**Task statement**
Take every line from the data that has the word "step" in it.

**Natural-language object grounding data**
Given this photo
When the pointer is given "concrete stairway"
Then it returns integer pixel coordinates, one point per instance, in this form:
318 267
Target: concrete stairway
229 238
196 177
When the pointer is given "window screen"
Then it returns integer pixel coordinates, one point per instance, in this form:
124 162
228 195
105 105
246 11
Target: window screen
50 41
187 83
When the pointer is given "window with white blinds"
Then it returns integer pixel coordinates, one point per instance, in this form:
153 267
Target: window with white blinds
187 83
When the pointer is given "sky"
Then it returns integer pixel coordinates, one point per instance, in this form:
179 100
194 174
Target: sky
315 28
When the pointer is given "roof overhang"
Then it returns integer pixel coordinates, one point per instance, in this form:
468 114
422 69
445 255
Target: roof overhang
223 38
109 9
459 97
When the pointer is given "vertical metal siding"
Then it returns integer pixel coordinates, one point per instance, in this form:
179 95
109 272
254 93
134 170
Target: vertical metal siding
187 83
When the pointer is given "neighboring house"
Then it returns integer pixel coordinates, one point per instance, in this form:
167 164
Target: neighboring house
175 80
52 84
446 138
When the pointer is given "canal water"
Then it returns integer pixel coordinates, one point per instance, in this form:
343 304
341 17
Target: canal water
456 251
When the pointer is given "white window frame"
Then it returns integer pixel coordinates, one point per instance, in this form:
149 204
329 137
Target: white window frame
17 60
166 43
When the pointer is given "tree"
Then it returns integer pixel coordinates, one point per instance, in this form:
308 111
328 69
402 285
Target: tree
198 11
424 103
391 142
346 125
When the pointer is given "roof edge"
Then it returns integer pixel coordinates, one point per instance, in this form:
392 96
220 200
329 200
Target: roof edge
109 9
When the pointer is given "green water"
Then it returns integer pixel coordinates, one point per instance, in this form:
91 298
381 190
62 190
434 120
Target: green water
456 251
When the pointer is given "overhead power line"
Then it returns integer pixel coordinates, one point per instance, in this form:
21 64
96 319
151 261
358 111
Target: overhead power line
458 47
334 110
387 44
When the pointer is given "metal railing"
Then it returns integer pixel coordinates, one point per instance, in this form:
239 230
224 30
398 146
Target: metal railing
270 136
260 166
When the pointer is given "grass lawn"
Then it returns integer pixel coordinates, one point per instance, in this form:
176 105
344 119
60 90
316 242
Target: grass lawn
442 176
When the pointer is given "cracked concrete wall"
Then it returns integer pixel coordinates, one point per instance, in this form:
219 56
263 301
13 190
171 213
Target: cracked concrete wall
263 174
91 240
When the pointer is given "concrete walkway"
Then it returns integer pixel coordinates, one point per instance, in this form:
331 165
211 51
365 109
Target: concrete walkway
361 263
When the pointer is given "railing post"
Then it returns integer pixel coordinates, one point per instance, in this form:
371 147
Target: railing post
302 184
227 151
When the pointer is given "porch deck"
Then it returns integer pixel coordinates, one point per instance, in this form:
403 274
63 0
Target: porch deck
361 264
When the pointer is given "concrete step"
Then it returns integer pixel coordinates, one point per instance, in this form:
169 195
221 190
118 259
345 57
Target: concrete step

**Solution**
When the pointer is given "concrete step"
Target: concrete step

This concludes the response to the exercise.